As touradas foram o tema mais polarizador da discussão deste Orçamento do Estado para 2019 e acabaram mesmo por ser incluídas na descida do IVA que abrange todos os espetáculos culturais ao ar livre e cinema. Uma pequena vitória que aconteceu à revelia da posição da ministra da Cultura.

Graça Fonseca foi, aliás, quem espoletou uma discussão mais aguerrida no âmbito deste espetáculo ao dizer no Parlamento que discordava da redução do imposto para o setor de tauromaquia por "uma questão de civilização".

Sérgio Caetano, ativista do Basta, um movimento para a abolição das corridas de touros em Portugal, conversou com o Notícias ao Minuto sobre os últimos desenvolvimentos neste tema.

-=-=-

O QUE FAZER =>
1. Reúna todas as linhas dos registos que contêm a palavra "mark".
2. Escreva a continuação do texto sobre as touradas e a descida do IVA, começando logo após a última frase apresentada.

REGISTOS SELECIONADOS =>
-=-=-

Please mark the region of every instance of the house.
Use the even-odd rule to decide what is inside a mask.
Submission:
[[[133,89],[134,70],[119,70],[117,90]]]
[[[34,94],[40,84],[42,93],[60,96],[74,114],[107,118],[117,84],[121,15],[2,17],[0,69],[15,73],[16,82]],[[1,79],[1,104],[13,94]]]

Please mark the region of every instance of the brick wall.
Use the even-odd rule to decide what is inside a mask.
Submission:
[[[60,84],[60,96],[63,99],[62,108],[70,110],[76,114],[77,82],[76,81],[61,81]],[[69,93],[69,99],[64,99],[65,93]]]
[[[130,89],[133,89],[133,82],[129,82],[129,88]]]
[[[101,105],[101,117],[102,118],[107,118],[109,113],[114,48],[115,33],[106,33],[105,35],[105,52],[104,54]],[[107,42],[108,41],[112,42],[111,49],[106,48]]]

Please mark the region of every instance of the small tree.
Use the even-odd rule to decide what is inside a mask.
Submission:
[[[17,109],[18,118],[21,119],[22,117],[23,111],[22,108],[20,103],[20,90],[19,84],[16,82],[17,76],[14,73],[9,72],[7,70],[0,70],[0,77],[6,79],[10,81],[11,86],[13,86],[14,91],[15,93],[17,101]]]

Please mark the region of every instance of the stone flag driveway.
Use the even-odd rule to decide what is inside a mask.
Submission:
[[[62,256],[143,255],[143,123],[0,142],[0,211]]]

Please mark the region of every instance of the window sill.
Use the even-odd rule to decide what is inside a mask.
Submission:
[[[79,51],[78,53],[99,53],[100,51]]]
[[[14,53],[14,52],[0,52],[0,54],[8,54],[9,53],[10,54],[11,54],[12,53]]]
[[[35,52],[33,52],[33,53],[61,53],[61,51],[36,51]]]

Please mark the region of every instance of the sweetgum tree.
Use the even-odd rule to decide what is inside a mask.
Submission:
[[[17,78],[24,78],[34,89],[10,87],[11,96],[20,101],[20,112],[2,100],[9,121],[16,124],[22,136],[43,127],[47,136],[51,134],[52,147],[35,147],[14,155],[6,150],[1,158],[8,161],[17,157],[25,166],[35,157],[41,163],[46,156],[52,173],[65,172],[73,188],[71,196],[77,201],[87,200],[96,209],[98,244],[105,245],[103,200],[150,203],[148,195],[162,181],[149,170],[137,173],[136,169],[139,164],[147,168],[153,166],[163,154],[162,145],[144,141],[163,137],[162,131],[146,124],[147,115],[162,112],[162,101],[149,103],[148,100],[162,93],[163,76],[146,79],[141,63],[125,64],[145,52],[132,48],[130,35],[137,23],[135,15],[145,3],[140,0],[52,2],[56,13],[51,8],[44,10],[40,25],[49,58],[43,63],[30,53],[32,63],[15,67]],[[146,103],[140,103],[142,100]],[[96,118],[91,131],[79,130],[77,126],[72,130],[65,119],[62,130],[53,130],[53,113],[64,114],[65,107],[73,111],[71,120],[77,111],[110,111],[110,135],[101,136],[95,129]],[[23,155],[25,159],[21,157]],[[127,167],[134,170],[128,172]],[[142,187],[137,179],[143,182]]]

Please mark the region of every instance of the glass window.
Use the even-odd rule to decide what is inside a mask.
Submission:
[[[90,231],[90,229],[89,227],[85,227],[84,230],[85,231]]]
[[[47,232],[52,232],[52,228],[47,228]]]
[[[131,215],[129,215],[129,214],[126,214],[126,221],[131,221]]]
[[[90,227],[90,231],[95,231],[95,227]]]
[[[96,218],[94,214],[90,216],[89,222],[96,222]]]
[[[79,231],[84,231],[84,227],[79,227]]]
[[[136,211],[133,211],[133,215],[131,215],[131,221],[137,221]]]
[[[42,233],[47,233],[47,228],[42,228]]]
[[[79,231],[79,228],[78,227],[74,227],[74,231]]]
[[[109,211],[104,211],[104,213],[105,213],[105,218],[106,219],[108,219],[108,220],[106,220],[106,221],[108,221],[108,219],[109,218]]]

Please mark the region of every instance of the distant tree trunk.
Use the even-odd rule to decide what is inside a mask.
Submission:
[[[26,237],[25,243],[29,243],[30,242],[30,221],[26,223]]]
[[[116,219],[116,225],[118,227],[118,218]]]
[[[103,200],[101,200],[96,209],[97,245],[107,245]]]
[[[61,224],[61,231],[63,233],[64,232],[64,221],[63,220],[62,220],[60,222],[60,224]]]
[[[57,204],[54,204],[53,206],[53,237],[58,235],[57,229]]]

-=-=-

RESULTADOS ESPERADOS =>
1.
Please mark the region of every instance of the house.
Please mark the region of every instance of the brick wall.
Please mark the region of every instance of the small tree.
Please mark the region of every instance of the stone flag driveway.
Please mark the region of every instance of the window sill.
Please mark the region of every instance of the sweetgum tree.
Please mark the region of every instance of the glass window.
Please mark the region of every instance of the distant tree trunk.

2.
Sublinhando que a tauromaquia é "um negócio que está claramente na ruína", o representante da plataforma cívica refere que não tem "dúvidas absolutamente nenhumas" de que as touradas vão acabar.

A título de exemplo, a plataforma cita os resultados de uma sondagem da Universidade Católica referente à população de Lisboa sobre a praça de touros do Campo Pequeno. O levantamento revela que 89% dos inquiridos nunca assistiram a uma tourada naquela praça e que 75% não concordam com a utilização de dinheiros públicos para este fim.

Ficou bastante claro que há uma pressão grande junto do Governo para tentar salvar um negócio que está claramente na ruína

Depois de muita discussão e polémica, foi aprovada no mês passado a redução do IVA das touradas para 6%, no âmbito das propostas de alteração do Orçamento do Estado para 2019. Que leitura faz desta situação?

O que defendíamos é que não fazia sentido o Estado reduzir o IVA destes espetáculos, porque é mais um benefício que é concedido às touradas e, sendo um espetáculo violento, achamos que não faz sentido que o Estado esteja a promovê-lo desta forma. É mais um beneficio fiscal, entre muitos outros que existem, que ajuda a manter este negócio.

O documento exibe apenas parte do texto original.